OBJETIVO DEL EJERCICIO:
Reproduce el tramo del extracto de la página que va desde "Y es que es" hasta "ser verdaderamente auténticos.", sustituyendo "sencillez" por "humildad".

Así, mientras a diario tropiezo con bolsos, zapatos, cinturones, pañuelo o cualquier otro tipo de prenda presidido por grandes ‘metales’ con iniciales, marcas o anagramas de reconocidas firmas; llamó especialmente mi atención que en metrópolis como Burdeos las mujeres más distinguidas portaban los llamados tote bags o bolsas de tela con frases o eslogan mucho más sociales y reivindicativos que han convertido, sin duda alguna, en el complemento de moda. Y, como muchas otras cosas más, me encantó su asequible propuesta.

Y es que es desde hace algún tiempo me cansa tanto esnobismo; tanta altivez y vanidad completamente fingida y aparentada para justificar pertenecer a una supuesta élite. Esa afectada admiración y pleitesía a las modas y la imitación constante de ciertos iconos para aparentar superioridad o una clase social más alta. Actitudes presuntuosas y presumidas que me resultan tan artificiosas como retorcidas y que, en muchos casos, son más un quiero y no puedo de gente llena de complejos. Hace falta más sencillez y naturalidad para ser verdaderamente auténticos. 

¡Bon voyage!

Jamás digo que no a un viaje. Ni siquiera cuando al ‘Hombre del Renacimiento’ se le ocurrió llevarme a un crucero por el Nilo en mi casi octavo mes de embarazo. Tuvo que ser una empleada de la propia agencia de viajes quien aportase un poco de cordura y cautela proponiendo otras alternativas más seguras y ajustadas a mi avanzado estado de gestación.

MATERIAL PROPORCIONADO:
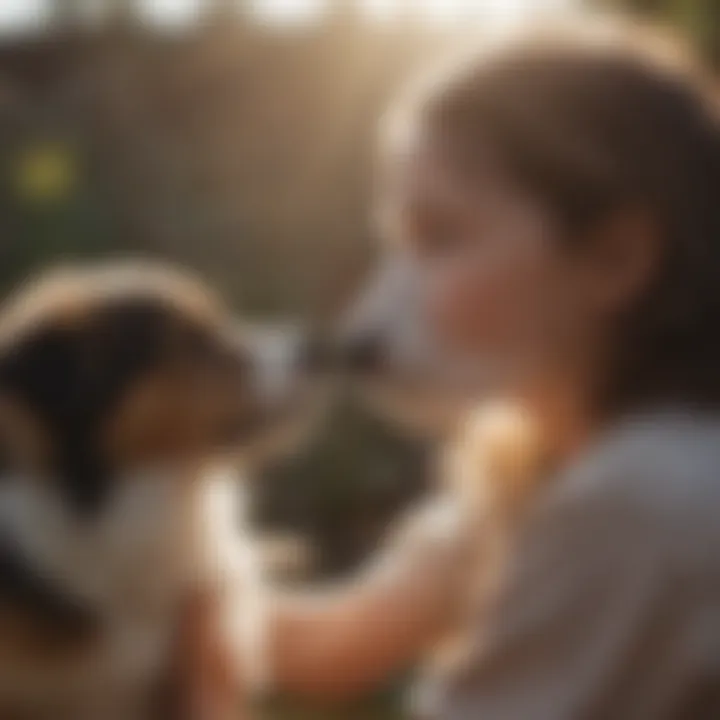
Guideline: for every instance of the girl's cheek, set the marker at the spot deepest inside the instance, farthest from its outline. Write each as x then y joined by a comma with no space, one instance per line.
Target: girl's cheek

SOLUCIÓN DEL PROBLEMA:
Y es que es desde hace algún tiempo me cansa tanto esnobismo; tanta altivez y vanidad completamente fingida y aparentada para justificar pertenecer a una supuesta élite. Esa afectada admiración y pleitesía a las modas y la imitación constante de ciertos iconos para aparentar superioridad o una clase social más alta. Actitudes presuntuosas y presumidas que me resultan tan artificiosas como retorcidas y que, en muchos casos, son más un quiero y no puedo de gente llena de complejos. Hace falta más humildad y naturalidad para ser verdaderamente auténticos.